Source passage:
Every day, Senior Chief Brad greets sailors and Marines as they enter a military clinic for their regular doctor’s appointments. Throughout the day, he makes his rounds and visits patients sitting in the waiting area, cuddling with them briefly. If he senses they are down, he takes action.
But he’s no medical professional. He’s a golden retriever yellow lab mix initially trained as a seeing-eye dog, a post-traumatic stress disorder therapy dog and, now, a stress dog.
As suicides across the military have steadily increased since 2013, according to the Department of Defense (DOD), a naval clinic on Joint Base Andrews in Maryland has found a secret weapon to sniff out military members dealing with extreme stress — a dog.
When Senior Chief Brad senses someone is down, he instantly alerts his handler, Chief Bobby Long. Long, a medical technician, counsels the patient to figure out if they need professional help.
“People that need a little extra attention or are maybe showing signs of irritability, stress, depression, whatever it could be; he will really focus in on that person and then he wants my attention,” Long said. “Some of the science behind that shows that dogs can pick up on pheromones that people emit when they are highly stressed and some science points to body language, cues that people leave.”
There are only 29 dogs across the country with this ability, according to Kim Hyde, a manager with Southeastern Guide Dogs.
“Dogs like Senior Chief have actually helped service members who have seen too much and that have come back with emotional scars,” Naval Air Facility-Washington (NAF-W) commanding officer Capt. Robert Coogan told Fox News.
Coogan is responsible for coordinating the well-being of the 4,000 service members based at Joint Base Andrews. He has seen firsthand the impact an anti-stress dog has on sailors.

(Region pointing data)

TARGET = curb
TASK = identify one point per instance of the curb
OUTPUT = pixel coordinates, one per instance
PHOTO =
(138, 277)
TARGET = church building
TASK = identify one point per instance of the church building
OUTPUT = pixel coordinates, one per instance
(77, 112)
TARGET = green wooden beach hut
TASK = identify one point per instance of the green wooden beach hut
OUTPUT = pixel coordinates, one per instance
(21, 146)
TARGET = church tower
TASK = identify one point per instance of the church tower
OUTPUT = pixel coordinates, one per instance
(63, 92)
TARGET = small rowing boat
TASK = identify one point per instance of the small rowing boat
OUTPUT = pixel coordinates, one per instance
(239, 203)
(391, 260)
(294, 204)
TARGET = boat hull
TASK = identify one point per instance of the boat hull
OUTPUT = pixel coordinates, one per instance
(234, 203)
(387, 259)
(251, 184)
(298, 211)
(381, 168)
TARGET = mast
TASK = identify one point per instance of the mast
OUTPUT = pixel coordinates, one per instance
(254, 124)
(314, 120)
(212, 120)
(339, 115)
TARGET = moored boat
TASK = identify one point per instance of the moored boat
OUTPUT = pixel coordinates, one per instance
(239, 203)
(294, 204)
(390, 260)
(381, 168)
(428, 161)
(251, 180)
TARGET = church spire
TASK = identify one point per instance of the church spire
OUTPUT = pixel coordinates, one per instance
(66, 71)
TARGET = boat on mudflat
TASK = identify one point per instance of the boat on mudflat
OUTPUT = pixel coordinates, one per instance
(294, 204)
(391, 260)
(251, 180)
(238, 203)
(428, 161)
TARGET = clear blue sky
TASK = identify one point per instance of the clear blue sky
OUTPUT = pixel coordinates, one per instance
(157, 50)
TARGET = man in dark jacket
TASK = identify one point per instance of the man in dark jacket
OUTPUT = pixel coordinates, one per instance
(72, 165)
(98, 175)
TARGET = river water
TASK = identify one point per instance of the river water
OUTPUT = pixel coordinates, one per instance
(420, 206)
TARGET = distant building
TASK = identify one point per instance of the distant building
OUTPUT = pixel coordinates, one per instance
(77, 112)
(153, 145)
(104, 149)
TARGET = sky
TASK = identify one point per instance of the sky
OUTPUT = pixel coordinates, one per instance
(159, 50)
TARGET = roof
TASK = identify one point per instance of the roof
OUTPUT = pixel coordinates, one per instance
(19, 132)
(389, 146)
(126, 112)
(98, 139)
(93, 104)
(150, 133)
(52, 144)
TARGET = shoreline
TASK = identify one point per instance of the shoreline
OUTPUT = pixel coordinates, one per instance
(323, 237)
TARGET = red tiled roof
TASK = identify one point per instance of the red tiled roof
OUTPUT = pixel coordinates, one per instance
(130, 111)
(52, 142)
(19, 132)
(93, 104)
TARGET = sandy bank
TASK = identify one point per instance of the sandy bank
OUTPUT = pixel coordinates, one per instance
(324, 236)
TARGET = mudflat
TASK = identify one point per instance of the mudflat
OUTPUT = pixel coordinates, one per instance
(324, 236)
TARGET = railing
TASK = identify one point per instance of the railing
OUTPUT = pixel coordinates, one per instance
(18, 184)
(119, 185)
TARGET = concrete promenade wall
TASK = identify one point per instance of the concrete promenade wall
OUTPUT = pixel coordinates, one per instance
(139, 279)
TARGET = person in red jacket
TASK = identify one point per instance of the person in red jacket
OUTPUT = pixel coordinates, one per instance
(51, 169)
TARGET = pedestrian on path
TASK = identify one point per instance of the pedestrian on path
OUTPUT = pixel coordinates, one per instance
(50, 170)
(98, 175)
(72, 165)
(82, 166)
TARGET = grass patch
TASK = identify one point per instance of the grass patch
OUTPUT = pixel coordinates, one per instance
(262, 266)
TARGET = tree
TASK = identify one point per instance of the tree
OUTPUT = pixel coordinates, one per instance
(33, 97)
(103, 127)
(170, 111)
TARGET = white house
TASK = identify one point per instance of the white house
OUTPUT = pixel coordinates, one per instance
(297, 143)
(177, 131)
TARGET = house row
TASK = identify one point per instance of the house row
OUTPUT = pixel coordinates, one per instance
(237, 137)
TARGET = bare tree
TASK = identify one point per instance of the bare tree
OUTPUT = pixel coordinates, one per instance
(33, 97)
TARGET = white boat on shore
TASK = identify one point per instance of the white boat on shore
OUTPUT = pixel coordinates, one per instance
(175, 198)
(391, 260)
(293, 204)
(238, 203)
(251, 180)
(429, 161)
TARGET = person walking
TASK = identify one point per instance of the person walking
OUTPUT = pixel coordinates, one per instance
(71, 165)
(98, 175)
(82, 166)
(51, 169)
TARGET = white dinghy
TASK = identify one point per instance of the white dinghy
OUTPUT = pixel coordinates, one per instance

What to work on:
- a) In the passage about the stress dog, which of these statements agree with the text: (i) Senior Chief Brad is a medical professional; (ii) Chief Bobby Long works as a medical technician; (iii) only 29 dogs across the country have this ability? Answer yes or no for each, quoting the words that decide it.
- b) Update the passage about the stress dog, starting with "There are only" and going on through "has on sailors.", with "service members" replaced by "troops".
- c) Write what comes next in the passage about the stress dog, picking up after its final sentence.

Answers for the tasks:
- a)
(i) No: "But he’s no medical professional."
(ii) Yes: "Long, a medical technician, counsels the patient to figure out if they need professional help."
(iii) Yes: "There are only 29 dogs across the country with this ability"

- b)
There are only 29 dogs across the country with this ability, according to Kim Hyde, a manager with Southeastern Guide Dogs.
“Dogs like Senior Chief have actually helped troops who have seen too much and that have come back with emotional scars,” Naval Air Facility-Washington (NAF-W) commanding officer Capt. Robert Coogan told Fox News.
Coogan is responsible for coordinating the well-being of the 4,000 troops based at Joint Base Andrews. He has seen firsthand the impact an anti-stress dog has on sailors.

- c)
“Chief Brad has helped hundreds of sailors on JBA, not only with small day-to-day interactions. But there has been three cases specifically on the Navyside that have dealt with severe stress, combat deployments and the incidents that have really hit to the heart of readiness of the units: tragic events, accidents, suicides or combat deployments or situations regarding family members,” Coogan said.
For more than two years, Chief Brad and his handler have worked with sailors and marines in medical facilities on JBA and across Washington, D.C. metro area.
“It’s rare. I think most dogs have the ability to pick up, read people’s emotions better than humans do. But to get a dog that pick up on it and act on it…that’s the hard part,” Long said.
Long and his anti-stress dog also make “house calls” to units around the base to provide emotional support to anyone who is having a bad day.
“Just kneeling with Brad, rubbing his ear, watching his tail wag, it rejuvenates me. It reminds me of what’s important in life,” Navy Commander Damon Hildebrand told Fox News.
He also offers puppy therapy to members of a unit trying cope with a traumatic event, like suicide.
“(What) Brad does for us is…he lifts us to a higher level. He lifts us to a place where we can heal effectively, take our mind off that stress even just momentarily, enabling us to heal in a proper manner, a healthy manner,” Hildebrand said.
Luis Glinton, a Navy hospital corpsman, said Brad helped him with a change in his career.
“Facing a transition period in my life (going from military to civilian world involuntarily), and pretty much an emotional wreck, Brad helps lift up my spirits just by being around and allowing me to pet him,” Glinton wrote in a letter to Fox News.
Navy Chief Sean Gregar is an aviation support equipment technician. He said Brad helped him deal with the stress of going to the doctor’s office.
“I really don’t like hospitals, but when you walk through the door and see Brad there is an instant feeling of happiness that overcomes you,” Gregar wrote to Fox News. “Plus, it is also a good time playing fetch with him down the hall and watching him run into people to get his ball!”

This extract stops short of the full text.